[DOCUMENT TEXT]:

◇ ◇ ◇ ◇ ◇

Apr 2, 2010

Nostalgic Friday: Flowers for Algernon

Welcome back to Nostalgic Friday! Since I love all things historical (culturally, physically, and personally) I do a post on Fridays honoring some awesome book that is a bit older. Many of them are books I enjoyed in my teens and others are books that I discovered as an adult that I think are relevant to YA readers.

This week's selection is Flowers for Algernon by Daniel Keyes, which was originally published in short story format in 1959. It was turned into a book in 1966. I remember reading this in 7th grade and loving it because of the moral of the story. Be careful what you wish for, because you might not like it when you get it.

Charlie Gordon is a mental handicapped adult (IQ of 68) who works a menial job. Not completely content with his lot in life, Charlie takes reading and writing classes at the local institution for retarded adults. As he improves, his teacher recommends that he be a candidate in an experimental surgery to improve mental function. The surgery has been proven a success on a small scale with the increased intelligence of the mouse Algernon.

After the surgery and recovery, Charlie's IQ sky rockets to 185 and he begins to experience the world in a way he never has before. Unfortunately, it's not what he wants. Almost none of his experiences are positive as he had grown up understanding and interacting with the world one way and now that system no longer works for him. He can't relate nearly as well to other people or they to him.

Soon thereafter, Algernon begins to reject the operation and after reverting back to his former intelligence, he dies. Charlie realizes that this is where he is headed and scrambles to try to repair the damage he has caused.

◇ ◇ ◇ ◇ ◇

[SOURCE INFORMATION]:
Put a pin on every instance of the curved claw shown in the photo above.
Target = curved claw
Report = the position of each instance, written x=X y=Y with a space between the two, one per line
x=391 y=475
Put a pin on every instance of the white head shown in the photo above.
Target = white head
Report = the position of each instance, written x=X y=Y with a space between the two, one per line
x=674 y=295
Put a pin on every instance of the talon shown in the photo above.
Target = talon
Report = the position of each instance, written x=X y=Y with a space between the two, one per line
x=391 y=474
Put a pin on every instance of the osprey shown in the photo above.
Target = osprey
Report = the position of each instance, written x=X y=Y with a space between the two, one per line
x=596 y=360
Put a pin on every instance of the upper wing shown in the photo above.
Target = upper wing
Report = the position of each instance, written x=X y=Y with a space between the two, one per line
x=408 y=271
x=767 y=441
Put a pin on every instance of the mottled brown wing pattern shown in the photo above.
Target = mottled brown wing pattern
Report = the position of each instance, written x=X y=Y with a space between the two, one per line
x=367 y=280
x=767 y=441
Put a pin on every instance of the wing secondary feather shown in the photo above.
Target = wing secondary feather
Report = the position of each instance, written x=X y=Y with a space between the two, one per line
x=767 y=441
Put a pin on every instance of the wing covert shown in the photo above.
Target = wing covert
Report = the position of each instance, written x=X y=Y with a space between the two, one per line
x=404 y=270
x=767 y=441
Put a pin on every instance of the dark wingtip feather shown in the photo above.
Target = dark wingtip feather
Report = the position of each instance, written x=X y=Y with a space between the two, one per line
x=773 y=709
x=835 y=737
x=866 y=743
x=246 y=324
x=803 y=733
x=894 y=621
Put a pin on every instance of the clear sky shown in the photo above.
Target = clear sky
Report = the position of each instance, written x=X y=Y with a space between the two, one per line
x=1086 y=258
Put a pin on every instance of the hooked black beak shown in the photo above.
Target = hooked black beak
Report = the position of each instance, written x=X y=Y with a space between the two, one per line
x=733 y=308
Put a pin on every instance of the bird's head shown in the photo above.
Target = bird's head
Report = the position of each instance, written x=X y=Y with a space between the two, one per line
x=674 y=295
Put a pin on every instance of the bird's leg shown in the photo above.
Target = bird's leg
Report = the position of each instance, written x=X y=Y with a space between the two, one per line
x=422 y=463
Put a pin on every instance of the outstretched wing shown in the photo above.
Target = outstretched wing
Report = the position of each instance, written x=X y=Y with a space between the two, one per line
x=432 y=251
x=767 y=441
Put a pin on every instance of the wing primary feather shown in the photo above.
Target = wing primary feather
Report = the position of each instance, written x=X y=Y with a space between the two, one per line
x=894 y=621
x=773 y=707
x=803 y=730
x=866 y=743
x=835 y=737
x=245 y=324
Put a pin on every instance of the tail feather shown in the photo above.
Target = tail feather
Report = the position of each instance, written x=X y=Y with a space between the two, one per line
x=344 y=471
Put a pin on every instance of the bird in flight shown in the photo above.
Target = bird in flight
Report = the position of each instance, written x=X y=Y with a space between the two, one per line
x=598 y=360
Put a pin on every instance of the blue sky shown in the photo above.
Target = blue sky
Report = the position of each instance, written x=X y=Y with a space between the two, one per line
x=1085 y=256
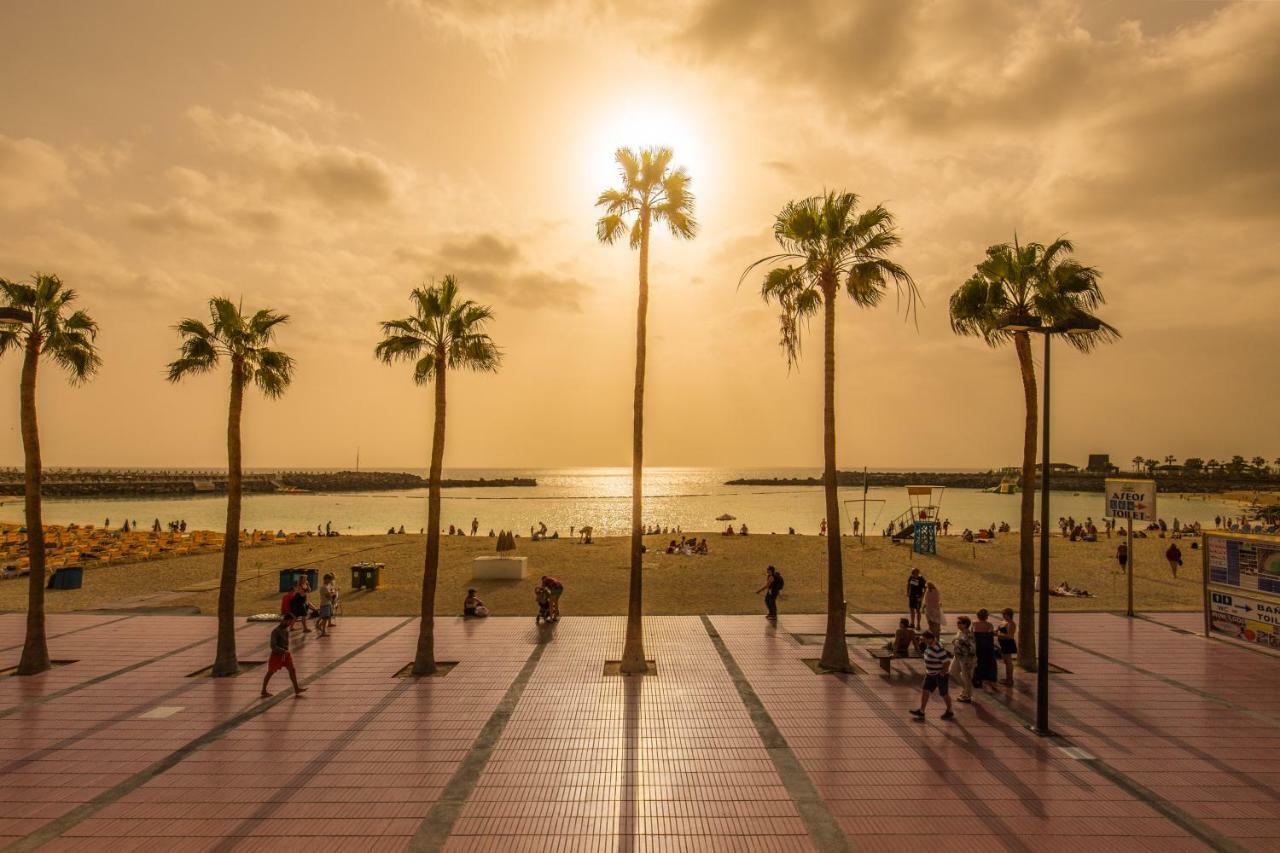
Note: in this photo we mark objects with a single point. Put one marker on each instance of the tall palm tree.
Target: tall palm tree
(1042, 282)
(444, 333)
(650, 192)
(56, 332)
(245, 342)
(830, 245)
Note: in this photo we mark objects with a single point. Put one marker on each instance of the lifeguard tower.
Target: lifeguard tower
(920, 520)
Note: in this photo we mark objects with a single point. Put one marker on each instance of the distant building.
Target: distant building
(1101, 464)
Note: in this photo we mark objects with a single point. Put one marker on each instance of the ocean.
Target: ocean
(689, 497)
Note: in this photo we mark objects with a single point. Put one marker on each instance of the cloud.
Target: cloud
(490, 267)
(32, 174)
(292, 160)
(488, 250)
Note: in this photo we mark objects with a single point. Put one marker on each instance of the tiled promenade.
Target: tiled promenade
(1166, 742)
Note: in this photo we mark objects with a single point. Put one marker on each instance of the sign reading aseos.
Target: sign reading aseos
(1132, 500)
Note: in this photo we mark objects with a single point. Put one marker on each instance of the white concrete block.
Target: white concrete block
(499, 568)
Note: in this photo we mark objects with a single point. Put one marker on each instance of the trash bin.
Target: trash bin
(67, 578)
(366, 575)
(289, 576)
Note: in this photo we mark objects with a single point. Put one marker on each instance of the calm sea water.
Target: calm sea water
(690, 497)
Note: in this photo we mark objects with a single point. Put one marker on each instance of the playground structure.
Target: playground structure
(919, 521)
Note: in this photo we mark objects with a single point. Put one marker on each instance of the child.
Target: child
(280, 657)
(937, 666)
(544, 603)
(328, 601)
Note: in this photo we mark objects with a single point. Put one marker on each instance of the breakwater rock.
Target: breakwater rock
(90, 483)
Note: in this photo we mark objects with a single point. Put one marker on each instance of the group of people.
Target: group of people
(689, 547)
(295, 611)
(547, 596)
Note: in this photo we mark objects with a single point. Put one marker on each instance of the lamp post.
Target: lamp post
(1078, 324)
(12, 318)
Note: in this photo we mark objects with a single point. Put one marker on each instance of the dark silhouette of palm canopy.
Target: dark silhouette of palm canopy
(245, 342)
(650, 192)
(1031, 281)
(830, 245)
(67, 337)
(444, 333)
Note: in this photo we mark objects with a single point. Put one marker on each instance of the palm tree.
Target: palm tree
(830, 245)
(1041, 283)
(67, 337)
(245, 341)
(444, 333)
(650, 192)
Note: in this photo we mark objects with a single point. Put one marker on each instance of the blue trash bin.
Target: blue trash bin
(67, 578)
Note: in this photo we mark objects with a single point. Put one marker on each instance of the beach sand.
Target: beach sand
(595, 576)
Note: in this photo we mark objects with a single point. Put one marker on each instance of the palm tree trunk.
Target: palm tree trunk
(35, 649)
(835, 651)
(1027, 532)
(632, 648)
(225, 661)
(424, 661)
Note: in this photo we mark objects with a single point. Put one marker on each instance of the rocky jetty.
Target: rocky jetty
(88, 483)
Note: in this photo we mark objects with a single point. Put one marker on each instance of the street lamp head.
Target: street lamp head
(1015, 322)
(12, 318)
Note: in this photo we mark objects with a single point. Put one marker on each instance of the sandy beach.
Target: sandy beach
(723, 582)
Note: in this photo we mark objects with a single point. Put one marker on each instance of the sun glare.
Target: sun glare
(643, 124)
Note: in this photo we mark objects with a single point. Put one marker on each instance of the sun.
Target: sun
(640, 123)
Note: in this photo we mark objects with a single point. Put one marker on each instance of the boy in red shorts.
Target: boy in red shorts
(280, 657)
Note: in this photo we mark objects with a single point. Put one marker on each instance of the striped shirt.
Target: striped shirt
(935, 658)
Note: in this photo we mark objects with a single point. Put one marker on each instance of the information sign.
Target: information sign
(1130, 500)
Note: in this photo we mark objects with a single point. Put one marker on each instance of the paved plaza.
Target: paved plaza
(1165, 742)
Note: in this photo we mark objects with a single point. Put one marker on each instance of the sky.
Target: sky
(323, 158)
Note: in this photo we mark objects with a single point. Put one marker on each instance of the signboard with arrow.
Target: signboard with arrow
(1132, 500)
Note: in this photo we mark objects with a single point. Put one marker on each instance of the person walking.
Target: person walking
(937, 666)
(773, 583)
(984, 651)
(1008, 637)
(965, 652)
(554, 589)
(280, 657)
(1174, 555)
(914, 596)
(933, 609)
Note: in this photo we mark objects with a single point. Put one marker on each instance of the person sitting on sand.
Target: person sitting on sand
(904, 638)
(472, 606)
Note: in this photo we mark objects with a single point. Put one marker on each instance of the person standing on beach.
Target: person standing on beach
(772, 587)
(280, 657)
(937, 667)
(914, 596)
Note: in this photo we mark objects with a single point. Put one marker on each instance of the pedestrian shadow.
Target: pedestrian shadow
(629, 819)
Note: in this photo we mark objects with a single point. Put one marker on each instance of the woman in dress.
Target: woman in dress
(984, 648)
(1008, 634)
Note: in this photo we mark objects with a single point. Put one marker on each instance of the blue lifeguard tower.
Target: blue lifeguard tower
(920, 521)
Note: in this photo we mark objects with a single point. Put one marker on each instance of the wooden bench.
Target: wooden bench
(886, 657)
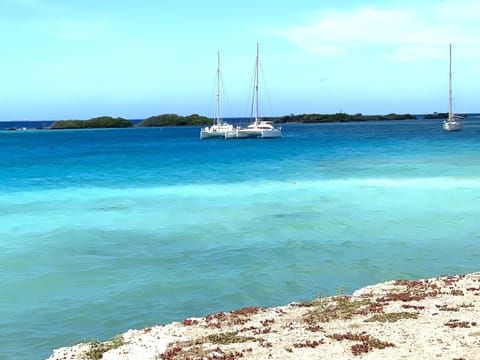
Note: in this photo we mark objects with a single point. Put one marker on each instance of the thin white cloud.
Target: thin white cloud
(404, 34)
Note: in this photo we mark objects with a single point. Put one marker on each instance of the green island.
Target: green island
(198, 120)
(340, 117)
(175, 120)
(95, 123)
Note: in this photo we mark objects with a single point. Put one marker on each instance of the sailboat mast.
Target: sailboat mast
(450, 110)
(218, 89)
(256, 88)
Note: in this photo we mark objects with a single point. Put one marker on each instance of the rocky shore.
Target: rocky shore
(404, 319)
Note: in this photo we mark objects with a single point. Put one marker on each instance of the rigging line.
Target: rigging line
(250, 99)
(212, 95)
(227, 100)
(266, 88)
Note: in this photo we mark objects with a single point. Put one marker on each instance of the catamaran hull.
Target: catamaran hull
(264, 134)
(227, 134)
(452, 125)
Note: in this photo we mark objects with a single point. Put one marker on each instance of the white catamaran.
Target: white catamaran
(454, 122)
(258, 128)
(220, 129)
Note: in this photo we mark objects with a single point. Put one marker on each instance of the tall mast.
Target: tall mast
(256, 88)
(450, 111)
(218, 121)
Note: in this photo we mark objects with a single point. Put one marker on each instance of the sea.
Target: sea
(106, 230)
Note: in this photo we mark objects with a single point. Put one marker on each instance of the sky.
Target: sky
(134, 59)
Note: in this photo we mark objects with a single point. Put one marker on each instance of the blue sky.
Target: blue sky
(81, 59)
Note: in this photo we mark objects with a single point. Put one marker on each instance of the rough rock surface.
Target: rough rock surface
(404, 319)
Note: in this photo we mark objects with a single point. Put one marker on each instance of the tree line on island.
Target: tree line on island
(198, 120)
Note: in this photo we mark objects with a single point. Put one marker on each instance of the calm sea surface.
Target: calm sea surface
(102, 231)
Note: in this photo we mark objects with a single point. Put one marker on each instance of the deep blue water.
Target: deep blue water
(110, 229)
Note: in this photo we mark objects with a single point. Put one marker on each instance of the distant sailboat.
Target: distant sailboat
(258, 128)
(454, 122)
(220, 129)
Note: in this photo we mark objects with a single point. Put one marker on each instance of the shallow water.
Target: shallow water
(106, 230)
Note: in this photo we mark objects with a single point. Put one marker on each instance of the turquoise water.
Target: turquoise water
(106, 230)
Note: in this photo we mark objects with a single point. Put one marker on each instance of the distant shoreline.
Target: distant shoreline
(196, 120)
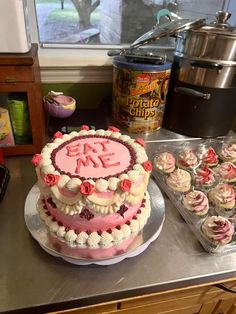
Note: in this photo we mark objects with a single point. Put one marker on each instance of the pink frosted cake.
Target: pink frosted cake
(93, 191)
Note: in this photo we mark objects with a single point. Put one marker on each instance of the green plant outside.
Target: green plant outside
(68, 14)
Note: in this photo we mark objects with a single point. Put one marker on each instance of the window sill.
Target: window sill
(75, 66)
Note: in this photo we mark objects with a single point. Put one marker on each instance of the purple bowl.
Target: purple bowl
(58, 111)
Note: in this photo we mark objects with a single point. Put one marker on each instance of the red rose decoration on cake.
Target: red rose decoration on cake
(36, 159)
(51, 179)
(57, 135)
(140, 141)
(125, 185)
(113, 129)
(147, 165)
(84, 127)
(86, 188)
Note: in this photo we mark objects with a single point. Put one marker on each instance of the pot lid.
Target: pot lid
(220, 26)
(171, 27)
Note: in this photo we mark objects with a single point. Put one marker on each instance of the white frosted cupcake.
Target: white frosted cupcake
(209, 157)
(165, 162)
(187, 159)
(179, 180)
(196, 202)
(228, 152)
(218, 230)
(226, 171)
(204, 177)
(222, 196)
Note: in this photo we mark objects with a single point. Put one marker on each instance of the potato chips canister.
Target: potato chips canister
(139, 94)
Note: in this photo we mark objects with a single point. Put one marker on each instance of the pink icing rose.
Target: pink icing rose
(84, 127)
(113, 129)
(147, 165)
(36, 159)
(86, 188)
(140, 141)
(51, 179)
(58, 134)
(125, 185)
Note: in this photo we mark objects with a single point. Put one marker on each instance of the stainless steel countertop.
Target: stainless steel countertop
(31, 278)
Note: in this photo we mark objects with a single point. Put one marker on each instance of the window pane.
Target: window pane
(110, 22)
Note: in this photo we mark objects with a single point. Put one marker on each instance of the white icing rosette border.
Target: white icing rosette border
(95, 240)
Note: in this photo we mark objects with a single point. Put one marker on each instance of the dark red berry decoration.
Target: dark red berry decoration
(122, 210)
(86, 214)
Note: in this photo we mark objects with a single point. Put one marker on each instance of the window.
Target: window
(77, 33)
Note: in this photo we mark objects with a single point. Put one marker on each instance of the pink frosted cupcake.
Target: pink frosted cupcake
(209, 157)
(179, 180)
(226, 171)
(222, 196)
(165, 162)
(187, 159)
(204, 177)
(228, 152)
(196, 202)
(218, 230)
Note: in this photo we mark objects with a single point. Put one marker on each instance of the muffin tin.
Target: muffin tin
(209, 159)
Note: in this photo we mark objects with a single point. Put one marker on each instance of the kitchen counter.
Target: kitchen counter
(32, 279)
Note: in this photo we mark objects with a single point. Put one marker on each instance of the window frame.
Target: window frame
(77, 63)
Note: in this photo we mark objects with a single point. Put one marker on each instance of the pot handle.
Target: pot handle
(192, 92)
(206, 64)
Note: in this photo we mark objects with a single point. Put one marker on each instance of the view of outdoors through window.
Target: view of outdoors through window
(109, 22)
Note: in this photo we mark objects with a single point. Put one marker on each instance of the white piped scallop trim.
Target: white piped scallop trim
(95, 240)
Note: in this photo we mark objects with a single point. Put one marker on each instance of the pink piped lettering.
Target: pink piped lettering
(85, 163)
(88, 148)
(103, 144)
(105, 159)
(73, 150)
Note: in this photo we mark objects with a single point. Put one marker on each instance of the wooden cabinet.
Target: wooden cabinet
(203, 299)
(20, 74)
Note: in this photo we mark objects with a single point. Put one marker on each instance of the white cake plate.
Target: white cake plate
(150, 232)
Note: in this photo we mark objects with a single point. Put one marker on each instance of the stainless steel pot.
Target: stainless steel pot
(214, 43)
(202, 91)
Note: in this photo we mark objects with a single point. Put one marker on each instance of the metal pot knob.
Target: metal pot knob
(222, 17)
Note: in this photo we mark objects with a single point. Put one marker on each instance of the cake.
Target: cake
(204, 177)
(228, 152)
(179, 180)
(226, 171)
(222, 196)
(218, 230)
(93, 191)
(165, 162)
(196, 202)
(187, 159)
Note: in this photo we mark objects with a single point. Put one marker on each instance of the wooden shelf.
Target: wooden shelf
(20, 73)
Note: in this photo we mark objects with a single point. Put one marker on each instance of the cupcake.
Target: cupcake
(209, 157)
(196, 202)
(226, 171)
(218, 230)
(228, 152)
(222, 196)
(204, 177)
(165, 162)
(179, 180)
(187, 159)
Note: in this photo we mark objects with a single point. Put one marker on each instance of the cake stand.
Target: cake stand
(150, 232)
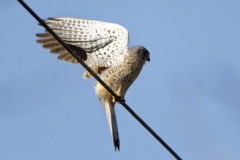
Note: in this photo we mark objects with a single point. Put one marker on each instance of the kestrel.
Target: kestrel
(104, 48)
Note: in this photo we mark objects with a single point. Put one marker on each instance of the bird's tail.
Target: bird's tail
(112, 122)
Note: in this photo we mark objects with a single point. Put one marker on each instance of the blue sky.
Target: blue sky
(189, 93)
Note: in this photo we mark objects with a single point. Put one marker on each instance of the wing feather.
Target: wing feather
(105, 44)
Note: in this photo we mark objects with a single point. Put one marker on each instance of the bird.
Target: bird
(103, 46)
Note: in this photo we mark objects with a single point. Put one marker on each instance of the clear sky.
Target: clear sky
(189, 93)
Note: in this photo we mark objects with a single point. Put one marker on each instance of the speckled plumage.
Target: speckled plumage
(103, 47)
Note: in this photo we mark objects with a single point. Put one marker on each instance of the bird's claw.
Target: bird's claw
(118, 99)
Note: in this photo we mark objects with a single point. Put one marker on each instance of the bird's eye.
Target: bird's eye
(141, 54)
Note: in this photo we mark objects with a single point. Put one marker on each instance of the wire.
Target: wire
(117, 98)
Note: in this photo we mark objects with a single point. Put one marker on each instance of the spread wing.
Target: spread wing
(99, 44)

◇ ◇ ◇ ◇ ◇

[ASSIGNMENT 1]:
Rewrite the Flowers for Algernon review from "Nostalgic Friday: Flowers" up to and including "you get it.", changing "7th grade" to "high school".
[ASSIGNMENT 2]:
In the Flowers for Algernon review, what does Charlie's IQ reach after the surgery?
[ASSIGNMENT 3]:
Please continue the Flowers for Algernon review from its last sentence.
The records have nothing to do with the Flowers for Algernon review and can be ignored.

[EXPECTED OUTPUT 1]:
Nostalgic Friday: Flowers for Algernon

Welcome back to Nostalgic Friday! Since I love all things historical (culturally, physically, and personally) I do a post on Fridays honoring some awesome book that is a bit older. Many of them are books I enjoyed in my teens and others are books that I discovered as an adult that I think are relevant to YA readers.

This week's selection is Flowers for Algernon by Daniel Keyes, which was originally published in short story format in 1959. It was turned into a book in 1966. I remember reading this in high school and loving it because of the moral of the story. Be careful what you wish for, because you might not like it when you get it.

[EXPECTED OUTPUT 2]:
It rises to 185.

[EXPECTED OUTPUT 3]:
While the subject matter is more serious and a little more sad than usual, I find that this book still has purpose. Some of the language has changed and become outdated, which isn't unusual for a book approximately 40 years old, but I found the symbolism and truth refreshing. When so many YA books exist in fantasy realms or deal with very saucy material, I sometimes want to retreat into these more adult-ish novels.

I found myself sympathizing with Charlie because I could understand his feeling of alienation and worthlessness. While I have never been mental handicapped, one kind of gets the same feeling as a tween/teen. There's self-doubt, worry, bullying, and the determination to overcome obstacles. I felt like I really understood Charlie which made all the difference in how I related to him as a character. The story was quite plausible, especially when taking the time period into context, and the adverse reaction was logically expected.

While it's not a light, fun read, I find that it still has merit when I want something to ponder. What are you thoughts? Too heavy or a refreshing change? Thanks for stopping by!

1 comment:

The Book Mole said...

I have always wanted to read this - thanks for the nice review.